• Task brief: Reproduce the data exactly and drop any pictures it holds.

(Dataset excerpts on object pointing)
= = = =
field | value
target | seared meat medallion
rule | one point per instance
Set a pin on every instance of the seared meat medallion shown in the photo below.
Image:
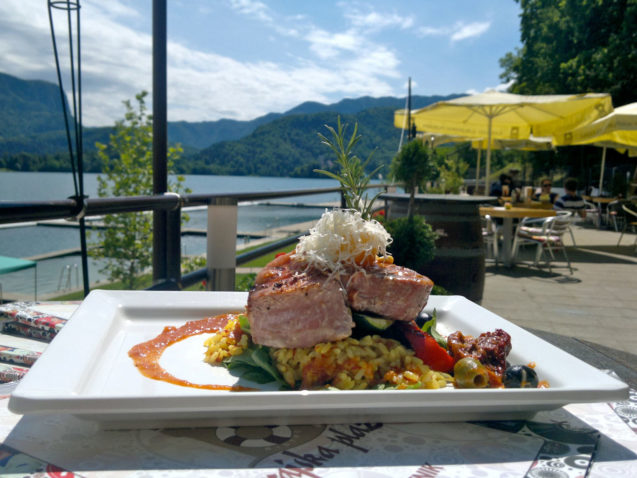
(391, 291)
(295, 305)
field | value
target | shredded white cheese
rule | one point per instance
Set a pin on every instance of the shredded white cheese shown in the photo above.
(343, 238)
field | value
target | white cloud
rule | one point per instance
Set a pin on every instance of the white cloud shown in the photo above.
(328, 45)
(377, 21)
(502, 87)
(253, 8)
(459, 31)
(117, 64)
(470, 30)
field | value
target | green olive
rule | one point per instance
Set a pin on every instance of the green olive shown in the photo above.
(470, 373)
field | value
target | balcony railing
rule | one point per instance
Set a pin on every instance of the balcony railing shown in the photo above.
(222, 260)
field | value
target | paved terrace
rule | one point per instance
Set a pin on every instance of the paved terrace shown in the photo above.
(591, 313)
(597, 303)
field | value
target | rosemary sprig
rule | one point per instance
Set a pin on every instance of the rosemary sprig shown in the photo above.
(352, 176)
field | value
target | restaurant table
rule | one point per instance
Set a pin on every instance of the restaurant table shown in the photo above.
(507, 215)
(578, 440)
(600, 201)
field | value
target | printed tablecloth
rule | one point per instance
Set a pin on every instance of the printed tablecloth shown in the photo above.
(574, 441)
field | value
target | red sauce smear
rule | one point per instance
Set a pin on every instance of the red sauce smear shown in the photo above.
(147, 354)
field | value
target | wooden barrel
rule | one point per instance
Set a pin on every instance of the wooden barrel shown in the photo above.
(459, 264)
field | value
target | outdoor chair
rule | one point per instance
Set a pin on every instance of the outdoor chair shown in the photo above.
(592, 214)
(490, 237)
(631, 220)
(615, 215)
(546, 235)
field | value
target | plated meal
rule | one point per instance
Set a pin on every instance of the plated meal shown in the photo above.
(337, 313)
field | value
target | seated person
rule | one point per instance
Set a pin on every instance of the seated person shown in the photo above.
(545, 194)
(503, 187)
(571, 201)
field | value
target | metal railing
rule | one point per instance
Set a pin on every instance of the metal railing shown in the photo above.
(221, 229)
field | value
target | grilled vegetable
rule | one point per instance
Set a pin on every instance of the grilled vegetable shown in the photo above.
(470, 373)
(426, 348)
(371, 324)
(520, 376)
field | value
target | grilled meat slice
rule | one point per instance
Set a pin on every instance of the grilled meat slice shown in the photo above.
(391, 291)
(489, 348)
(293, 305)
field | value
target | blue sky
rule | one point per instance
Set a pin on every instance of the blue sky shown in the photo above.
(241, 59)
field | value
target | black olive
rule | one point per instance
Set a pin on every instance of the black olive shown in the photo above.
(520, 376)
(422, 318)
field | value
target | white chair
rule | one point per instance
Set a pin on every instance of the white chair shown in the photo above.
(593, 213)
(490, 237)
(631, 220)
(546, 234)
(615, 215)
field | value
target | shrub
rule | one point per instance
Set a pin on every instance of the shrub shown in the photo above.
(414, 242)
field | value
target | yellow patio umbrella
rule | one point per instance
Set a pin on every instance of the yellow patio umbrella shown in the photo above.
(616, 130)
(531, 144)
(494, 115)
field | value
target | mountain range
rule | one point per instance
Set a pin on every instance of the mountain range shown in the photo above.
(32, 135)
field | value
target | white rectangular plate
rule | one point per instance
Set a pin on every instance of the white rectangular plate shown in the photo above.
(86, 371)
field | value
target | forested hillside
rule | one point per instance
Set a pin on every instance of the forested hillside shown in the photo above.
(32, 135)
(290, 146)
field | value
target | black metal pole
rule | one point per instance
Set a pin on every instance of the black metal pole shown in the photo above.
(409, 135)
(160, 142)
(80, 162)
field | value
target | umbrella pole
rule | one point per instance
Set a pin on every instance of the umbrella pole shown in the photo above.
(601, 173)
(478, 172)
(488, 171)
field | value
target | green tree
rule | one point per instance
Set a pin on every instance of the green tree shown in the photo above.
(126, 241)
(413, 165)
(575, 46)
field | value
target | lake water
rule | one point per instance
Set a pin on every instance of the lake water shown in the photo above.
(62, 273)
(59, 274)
= = = =
• Task response:
field | value
target | seared meat medallion
rule | one point per instance
Set a pin on every instance of the seared meat medallion shown in the photo below.
Image:
(391, 291)
(295, 305)
field | value
target | shredded white cheese
rule | one point per instance
Set a pin on every instance of the shredded white cheese shown in the photo above.
(343, 238)
field | value
target | white cloud
rule | one point per instance
Set a pin on every instance of the white cloud shown in the photo above.
(328, 45)
(377, 21)
(502, 87)
(253, 8)
(459, 31)
(117, 64)
(470, 30)
field | value
target | green olive
rule | one point per instance
Set a pin on every instance of the green olive shown in the photo above.
(470, 373)
field | value
target | balcony railing
rule | one point per instance
Set a pin on every instance of the balcony railing shown in the photo above.
(222, 260)
field | value
target | paved terrace
rule | one point per instance
Set a pin on every instance of the paved terrace shown in the photo above.
(591, 313)
(597, 303)
field | value
target | rosemary sprig
rule | one point per instance
Set a pin on every instance of the rosemary sprig shown in the photo above.
(352, 176)
field | value
target | restaurant table
rule | one point per instance
Set a pin on every instance of the restaurant table shown in the photo above.
(507, 215)
(578, 440)
(600, 201)
field | value
target | printed tablecloth
rule | one point per instance
Set a pin on every instance of the printed tablecloth shown in the photo above.
(574, 441)
field | value
target | red sauce smear
rule | one point per instance
Set a pin on every instance of the red sauce smear shown in the photo above.
(147, 354)
field | value
target | wooden barrel
rule | one point per instance
Set a pin on every instance of the wooden barrel shown in the photo above.
(459, 264)
field | value
target | outdoor chair
rule | one point per instance
Set a pin on every instance of the outdoor chair shown in the photo above.
(592, 214)
(490, 237)
(631, 220)
(615, 215)
(546, 235)
field | value
target | plated meal
rule | one point per instance
Set a pin on every instance of the plated meal shown in the photo above.
(337, 313)
field | value
target | seated person
rule | one point per instance
Set a pin on every instance of the seated person shown in the photo above.
(545, 194)
(503, 187)
(571, 201)
field | value
target | metal railing
rule | one point per instance
Set a pin on every instance of the metal railing shown in the photo above.
(221, 229)
field | value
target | grilled vegetable
rule | one point per instance
Set a pin on every instance of the grilled vegetable shown in the photo above.
(470, 373)
(426, 348)
(371, 324)
(520, 376)
field | value
target | grilled meat slice
rule | one point per instance
Set a pin on every instance of the grilled meat slice shown in the photo above.
(391, 291)
(489, 348)
(293, 305)
field | value
target | blue sky
rule | one point per instance
Set a pin on every instance of the blue sky shown in the photo above.
(241, 59)
field | value
target | black olive
rule | one point per instance
Set a pin on every instance of the black olive shown in the photo above.
(520, 376)
(422, 318)
field | value
target | white chair
rule | one point per instance
Set a pin on every instance of the white chair shown in the photo above.
(593, 213)
(490, 237)
(631, 220)
(546, 234)
(615, 215)
field | value
target | shrub
rule | one point per instance
Set a pin on every instance of the shrub shown in the photo above.
(414, 242)
field | value
target | yellow patio umbrella
rule | one point per instance
Set a pin on every instance of the yellow patio umbrella shown in the photo above.
(616, 130)
(531, 144)
(494, 115)
field | value
target | mountain range
rule | one point per instance
Set a pin on every instance of the mountain range shown in the photo above.
(32, 135)
field | value
target | white rectangular plate
rule | one point per instance
Set a pin on every instance of the white rectangular plate shown in the photo above.
(86, 371)
field | value
target | forested hillside
rule | one point per instance
Set a pin on every instance of the forested hillside shown in the photo above.
(32, 135)
(290, 146)
field | value
target | black metal pole
rule | one point per instance
Set a pin on every instance of the black metal pole shown in the photo above.
(409, 135)
(160, 142)
(80, 162)
field | value
target | umbrella pole
rule | one point per instance
Set a pin on every instance of the umbrella pole shown in the photo above.
(601, 173)
(478, 172)
(488, 171)
field | value
target | green tree
rule | one point per instance
Set a pin on every instance of the green tree shown in the photo above.
(126, 241)
(413, 165)
(575, 46)
field | value
target | lake water
rule | one point per instance
Set a pin on every instance of the lake water shown in the photo above.
(62, 273)
(59, 274)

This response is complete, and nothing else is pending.